#### Exercise prompt:
Rescale the material starting at the line containing "Indicate every instance of the brick" and ending at the end of the material. Repeat those lines with their wording unchanged, but multiply every coordinate in the answers by 1.95, round each result to a whole number with halves going up, and omit the pictures.

═══ Entries ═══

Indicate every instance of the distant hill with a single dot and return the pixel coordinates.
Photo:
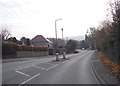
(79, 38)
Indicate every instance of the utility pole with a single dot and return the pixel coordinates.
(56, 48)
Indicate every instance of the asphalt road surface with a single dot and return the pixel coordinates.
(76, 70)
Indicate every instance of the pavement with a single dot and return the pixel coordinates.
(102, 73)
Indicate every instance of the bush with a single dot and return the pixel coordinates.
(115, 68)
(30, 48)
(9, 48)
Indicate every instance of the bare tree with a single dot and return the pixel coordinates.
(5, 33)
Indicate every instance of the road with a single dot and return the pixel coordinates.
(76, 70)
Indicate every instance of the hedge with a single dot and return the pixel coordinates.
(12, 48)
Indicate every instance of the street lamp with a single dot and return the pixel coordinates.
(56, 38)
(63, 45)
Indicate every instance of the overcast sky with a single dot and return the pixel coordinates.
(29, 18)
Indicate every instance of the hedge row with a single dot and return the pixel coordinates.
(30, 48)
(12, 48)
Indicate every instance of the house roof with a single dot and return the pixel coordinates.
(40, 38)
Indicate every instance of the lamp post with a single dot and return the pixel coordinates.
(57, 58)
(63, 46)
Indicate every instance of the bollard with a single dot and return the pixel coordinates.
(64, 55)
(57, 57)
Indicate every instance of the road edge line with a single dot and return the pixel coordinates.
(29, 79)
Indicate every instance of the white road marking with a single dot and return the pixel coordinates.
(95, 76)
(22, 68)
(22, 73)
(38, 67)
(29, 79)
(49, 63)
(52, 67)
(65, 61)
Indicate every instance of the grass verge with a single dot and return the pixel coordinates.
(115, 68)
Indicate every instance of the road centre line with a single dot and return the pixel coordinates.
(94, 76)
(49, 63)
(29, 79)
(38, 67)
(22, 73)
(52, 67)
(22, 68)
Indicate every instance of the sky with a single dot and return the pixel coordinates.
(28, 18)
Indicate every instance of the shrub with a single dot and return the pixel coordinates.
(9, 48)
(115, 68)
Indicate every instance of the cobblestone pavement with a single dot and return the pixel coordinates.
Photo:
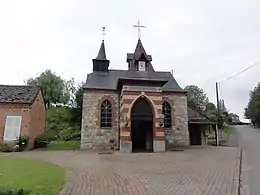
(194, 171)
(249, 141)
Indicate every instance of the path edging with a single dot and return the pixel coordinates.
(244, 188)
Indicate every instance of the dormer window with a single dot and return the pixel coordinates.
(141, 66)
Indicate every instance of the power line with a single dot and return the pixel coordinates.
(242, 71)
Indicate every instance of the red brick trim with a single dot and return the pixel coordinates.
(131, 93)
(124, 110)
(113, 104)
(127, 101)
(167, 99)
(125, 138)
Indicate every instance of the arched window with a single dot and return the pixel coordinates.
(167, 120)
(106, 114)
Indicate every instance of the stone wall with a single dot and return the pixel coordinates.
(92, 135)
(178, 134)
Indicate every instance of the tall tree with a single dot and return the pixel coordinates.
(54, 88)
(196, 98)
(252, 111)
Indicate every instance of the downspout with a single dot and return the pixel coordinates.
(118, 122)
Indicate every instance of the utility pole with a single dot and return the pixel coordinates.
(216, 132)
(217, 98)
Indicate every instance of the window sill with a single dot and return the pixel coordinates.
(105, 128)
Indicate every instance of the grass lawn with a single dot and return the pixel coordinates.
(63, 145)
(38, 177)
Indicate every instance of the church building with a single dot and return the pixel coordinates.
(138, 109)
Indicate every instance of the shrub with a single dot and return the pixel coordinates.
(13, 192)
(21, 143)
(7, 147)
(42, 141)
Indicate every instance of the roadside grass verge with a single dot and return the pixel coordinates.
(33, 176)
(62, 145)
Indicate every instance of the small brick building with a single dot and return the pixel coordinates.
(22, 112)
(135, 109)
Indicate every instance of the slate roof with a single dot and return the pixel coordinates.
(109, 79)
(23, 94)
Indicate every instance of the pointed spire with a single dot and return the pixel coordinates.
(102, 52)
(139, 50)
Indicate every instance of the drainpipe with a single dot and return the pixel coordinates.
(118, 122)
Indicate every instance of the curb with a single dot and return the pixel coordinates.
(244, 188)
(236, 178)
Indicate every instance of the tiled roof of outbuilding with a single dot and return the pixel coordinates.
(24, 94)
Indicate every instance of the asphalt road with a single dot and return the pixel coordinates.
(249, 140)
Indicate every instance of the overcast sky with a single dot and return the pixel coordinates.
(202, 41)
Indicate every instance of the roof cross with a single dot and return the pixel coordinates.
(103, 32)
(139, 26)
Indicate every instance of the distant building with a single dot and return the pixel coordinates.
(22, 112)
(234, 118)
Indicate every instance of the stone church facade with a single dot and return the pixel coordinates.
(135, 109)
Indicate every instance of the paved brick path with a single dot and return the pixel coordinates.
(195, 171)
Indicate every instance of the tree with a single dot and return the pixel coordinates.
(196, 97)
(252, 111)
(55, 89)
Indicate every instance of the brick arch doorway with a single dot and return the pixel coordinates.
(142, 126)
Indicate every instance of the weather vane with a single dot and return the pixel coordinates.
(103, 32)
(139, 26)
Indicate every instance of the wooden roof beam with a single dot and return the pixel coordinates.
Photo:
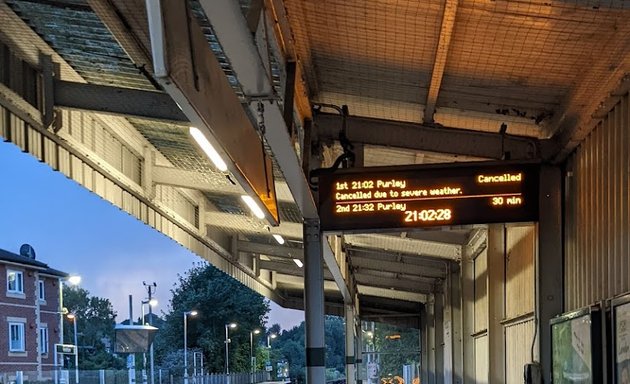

═══

#### Exercise response:
Indicate every instance of the brick arch doorway with a single dot and return the pixel coordinates.
(277, 246)
Indicate every instance of the weather vane with a single dot and return the pixel coordinates.
(201, 62)
(271, 51)
Indicate every instance of the wooden roof beam with a single dot and return the pixel coordinates.
Photo:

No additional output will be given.